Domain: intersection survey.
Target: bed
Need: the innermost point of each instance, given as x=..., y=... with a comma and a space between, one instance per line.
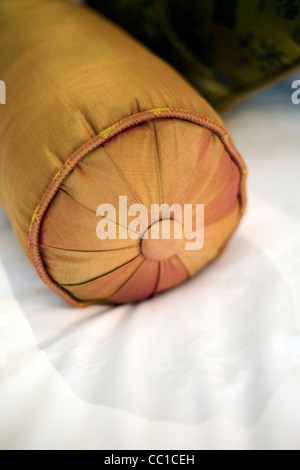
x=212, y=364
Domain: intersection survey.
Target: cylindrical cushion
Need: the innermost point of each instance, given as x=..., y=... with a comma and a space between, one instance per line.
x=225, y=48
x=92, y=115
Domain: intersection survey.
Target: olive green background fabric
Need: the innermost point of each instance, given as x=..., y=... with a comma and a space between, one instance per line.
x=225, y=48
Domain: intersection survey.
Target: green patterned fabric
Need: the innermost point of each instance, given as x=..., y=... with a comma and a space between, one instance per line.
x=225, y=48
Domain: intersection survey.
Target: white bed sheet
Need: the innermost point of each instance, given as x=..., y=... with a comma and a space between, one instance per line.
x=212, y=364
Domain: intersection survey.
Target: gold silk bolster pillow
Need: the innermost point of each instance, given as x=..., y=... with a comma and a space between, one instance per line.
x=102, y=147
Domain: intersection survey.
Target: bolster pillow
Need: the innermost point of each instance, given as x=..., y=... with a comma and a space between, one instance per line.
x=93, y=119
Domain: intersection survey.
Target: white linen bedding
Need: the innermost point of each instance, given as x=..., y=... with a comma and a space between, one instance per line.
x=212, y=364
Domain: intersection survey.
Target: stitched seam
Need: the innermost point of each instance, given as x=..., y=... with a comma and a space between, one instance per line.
* * *
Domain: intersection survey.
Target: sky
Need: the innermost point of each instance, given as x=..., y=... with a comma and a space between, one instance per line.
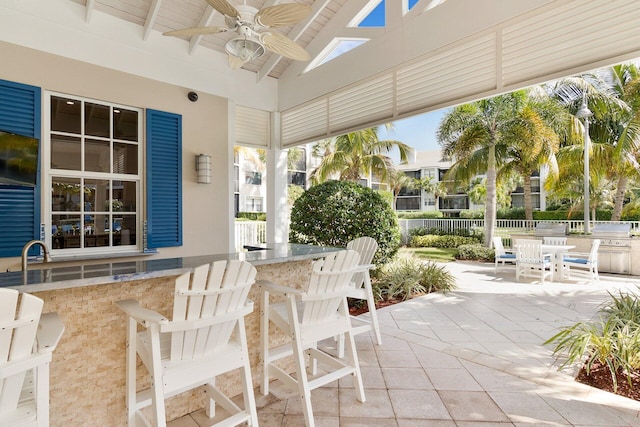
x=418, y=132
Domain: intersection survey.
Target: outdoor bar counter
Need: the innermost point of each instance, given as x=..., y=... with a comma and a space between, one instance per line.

=== Set problem ===
Count the lines in the records that contain the string "pillow", and reply with the number alone.

=== Exercise result ===
2